• _Text excerpt_:
Our big dream at Ratehub.ca is to help Canadians make smarter financial decisions about mortgages, credit cards, and banking and investment products by using price comparison tools and educational content. In 2018, we wanted to expand our personal finance offerings and launch a new vertical: insurance. Even though Ratehub.ca has been around for almost 9 years, it felt akin to starting a brand-new business.

For us the goal was clear: build a product that compares home, life, and car insurance quotes from several providers in just a few minutes. Much like our other products, selecting the right insurance provider to meet your needs is a complicated financial decision we felt we could make easier for Canadians. It strategically aligned with our core goals and values, so we decided to get to work. 

Building an excellent insurance comparison tool is just the first part of our dream. The second is getting Canadians to actually use the tool.

For that, we needed a robust search engine optimization (SEO) strategy. The right strategy would require us to tailor our site’s content with specific keywords, which helps search engines like Google understand a user's intent and allows us to rank higher on search engine results pages. The higher we rank, the more successful our business.

 

Why You Need to Invest in SEO

According to industry experts, investing in SEO is still the number one way to improve your ranking on a search engine results page (SERP) for targeted keywords relevant to your business.

Where you rank when someone types in a query has a significant impact on your business because the top result gets clicked on 80% of the time, and for all other positions, the clicks fall off exponentially.

Yes, social media, YouTube, and podcasts all play a valuable role and are worth exploring, but SEO is still the dominant tactic in a digital marketer’s toolkit. This is especially true for businesses like ours, where our user base goes to Google to start their search for the best products.

• _Directive 1_: From the text on Ratehub.ca's insurance launch, list the types of insurance the new product compares quotes for.

• _Data for processing_:
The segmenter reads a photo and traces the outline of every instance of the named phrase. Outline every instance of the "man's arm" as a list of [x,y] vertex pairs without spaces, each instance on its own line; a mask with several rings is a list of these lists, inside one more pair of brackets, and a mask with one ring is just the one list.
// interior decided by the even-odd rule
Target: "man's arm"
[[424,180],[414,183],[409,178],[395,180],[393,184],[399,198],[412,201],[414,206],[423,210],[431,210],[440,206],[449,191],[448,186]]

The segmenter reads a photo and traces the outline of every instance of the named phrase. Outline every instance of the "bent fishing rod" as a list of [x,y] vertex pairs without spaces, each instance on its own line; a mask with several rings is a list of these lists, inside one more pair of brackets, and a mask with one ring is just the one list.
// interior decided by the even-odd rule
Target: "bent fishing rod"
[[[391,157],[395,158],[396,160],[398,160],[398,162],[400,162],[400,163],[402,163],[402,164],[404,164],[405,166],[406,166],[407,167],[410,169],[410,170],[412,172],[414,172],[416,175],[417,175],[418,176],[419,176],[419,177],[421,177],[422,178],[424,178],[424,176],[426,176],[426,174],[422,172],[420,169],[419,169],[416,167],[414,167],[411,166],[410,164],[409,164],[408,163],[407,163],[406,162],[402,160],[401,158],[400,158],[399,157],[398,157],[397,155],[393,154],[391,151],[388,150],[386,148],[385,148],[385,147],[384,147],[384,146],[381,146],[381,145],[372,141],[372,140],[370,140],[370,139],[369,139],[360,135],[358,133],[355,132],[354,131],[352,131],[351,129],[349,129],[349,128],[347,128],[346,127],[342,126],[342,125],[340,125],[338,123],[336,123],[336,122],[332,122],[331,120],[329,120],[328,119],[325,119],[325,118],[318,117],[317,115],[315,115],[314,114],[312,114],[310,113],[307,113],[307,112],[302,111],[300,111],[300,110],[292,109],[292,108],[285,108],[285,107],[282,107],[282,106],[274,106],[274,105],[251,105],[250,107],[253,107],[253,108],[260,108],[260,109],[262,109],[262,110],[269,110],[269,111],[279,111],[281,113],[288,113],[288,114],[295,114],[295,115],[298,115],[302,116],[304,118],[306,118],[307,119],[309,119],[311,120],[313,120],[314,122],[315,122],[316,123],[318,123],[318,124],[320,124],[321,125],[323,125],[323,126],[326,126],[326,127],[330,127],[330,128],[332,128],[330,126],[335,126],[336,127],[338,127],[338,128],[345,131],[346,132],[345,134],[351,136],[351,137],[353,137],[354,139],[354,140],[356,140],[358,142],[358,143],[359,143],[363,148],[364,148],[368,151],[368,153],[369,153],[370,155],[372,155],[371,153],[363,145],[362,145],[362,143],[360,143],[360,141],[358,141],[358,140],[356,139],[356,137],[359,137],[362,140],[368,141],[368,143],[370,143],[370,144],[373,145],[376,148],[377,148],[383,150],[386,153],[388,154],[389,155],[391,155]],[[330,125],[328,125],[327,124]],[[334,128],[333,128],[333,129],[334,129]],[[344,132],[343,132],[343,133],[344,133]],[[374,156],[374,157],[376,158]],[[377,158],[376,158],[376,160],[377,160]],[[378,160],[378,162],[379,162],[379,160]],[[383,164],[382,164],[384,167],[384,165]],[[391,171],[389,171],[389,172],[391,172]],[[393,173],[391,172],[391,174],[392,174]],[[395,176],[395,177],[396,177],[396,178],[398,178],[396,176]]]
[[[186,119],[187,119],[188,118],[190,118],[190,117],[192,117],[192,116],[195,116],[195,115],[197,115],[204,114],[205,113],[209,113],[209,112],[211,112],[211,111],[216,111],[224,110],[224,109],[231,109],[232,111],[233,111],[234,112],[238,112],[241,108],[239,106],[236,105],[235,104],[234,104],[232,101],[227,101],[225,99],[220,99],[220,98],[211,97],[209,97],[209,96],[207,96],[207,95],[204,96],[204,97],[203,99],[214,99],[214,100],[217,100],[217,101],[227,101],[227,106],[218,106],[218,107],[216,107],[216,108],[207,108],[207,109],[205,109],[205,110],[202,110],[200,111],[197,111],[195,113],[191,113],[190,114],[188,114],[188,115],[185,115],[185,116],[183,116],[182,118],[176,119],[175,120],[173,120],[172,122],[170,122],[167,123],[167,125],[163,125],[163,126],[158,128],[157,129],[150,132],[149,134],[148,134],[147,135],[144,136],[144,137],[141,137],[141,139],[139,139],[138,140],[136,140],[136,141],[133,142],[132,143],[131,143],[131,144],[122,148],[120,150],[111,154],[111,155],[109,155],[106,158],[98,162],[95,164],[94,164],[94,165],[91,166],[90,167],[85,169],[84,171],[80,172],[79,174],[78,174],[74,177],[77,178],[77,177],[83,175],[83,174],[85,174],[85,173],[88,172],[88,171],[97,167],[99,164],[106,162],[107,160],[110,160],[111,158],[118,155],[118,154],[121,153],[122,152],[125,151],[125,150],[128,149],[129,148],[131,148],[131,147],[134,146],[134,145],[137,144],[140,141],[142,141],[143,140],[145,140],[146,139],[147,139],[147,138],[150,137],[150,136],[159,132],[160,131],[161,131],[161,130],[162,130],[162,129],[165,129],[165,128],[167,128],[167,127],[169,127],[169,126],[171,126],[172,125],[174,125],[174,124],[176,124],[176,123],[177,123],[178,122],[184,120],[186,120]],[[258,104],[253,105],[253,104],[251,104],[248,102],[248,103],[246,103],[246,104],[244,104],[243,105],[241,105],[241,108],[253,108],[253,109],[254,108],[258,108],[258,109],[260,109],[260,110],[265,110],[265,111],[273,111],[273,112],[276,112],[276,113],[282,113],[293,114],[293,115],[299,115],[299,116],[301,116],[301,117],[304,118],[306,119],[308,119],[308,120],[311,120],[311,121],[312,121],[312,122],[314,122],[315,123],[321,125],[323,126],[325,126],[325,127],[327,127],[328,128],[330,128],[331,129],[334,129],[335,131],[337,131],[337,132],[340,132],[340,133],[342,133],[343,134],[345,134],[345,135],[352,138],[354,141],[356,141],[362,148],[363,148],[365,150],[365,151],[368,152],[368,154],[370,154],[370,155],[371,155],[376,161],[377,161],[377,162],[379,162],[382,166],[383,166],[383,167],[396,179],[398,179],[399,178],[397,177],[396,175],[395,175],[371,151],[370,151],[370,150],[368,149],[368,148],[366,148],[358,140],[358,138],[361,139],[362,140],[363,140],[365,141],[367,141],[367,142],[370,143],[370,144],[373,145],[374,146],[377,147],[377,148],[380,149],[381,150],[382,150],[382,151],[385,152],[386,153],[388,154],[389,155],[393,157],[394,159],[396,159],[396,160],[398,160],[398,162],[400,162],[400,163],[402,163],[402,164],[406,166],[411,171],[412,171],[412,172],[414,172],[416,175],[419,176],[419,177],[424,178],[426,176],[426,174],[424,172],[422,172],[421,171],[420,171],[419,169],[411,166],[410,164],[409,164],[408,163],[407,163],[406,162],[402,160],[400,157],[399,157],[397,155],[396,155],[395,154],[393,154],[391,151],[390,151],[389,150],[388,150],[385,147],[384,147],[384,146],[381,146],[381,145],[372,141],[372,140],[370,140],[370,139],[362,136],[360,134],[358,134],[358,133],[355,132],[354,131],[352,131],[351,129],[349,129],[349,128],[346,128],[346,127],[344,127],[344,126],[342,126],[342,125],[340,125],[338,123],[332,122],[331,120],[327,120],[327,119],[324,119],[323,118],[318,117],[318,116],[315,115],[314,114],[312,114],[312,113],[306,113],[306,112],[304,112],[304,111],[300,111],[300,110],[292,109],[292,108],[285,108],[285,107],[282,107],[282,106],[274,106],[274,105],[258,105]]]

• _Directive 2_: Gather every line of the entries that contains the string "instance", matching case.

• _Correct response 1_: home insurance, life insurance, car insurance

• _Correct response 2_:
The segmenter reads a photo and traces the outline of every instance of the named phrase. Outline every instance of the "man's arm" as a list of [x,y] vertex pairs without spaces, each instance on its own line; a mask with several rings is a list of these lists, inside one more pair of brackets, and a mask with one ring is just the one list.
The segmenter reads a photo and traces the outline of every instance of the named phrase. Outline every instance of the "bent fishing rod" as a list of [x,y] vertex pairs without spaces, each instance on its own line; a mask with several rings is a list of these lists, inside one more pair of brackets, and a mask with one ring is just the one list.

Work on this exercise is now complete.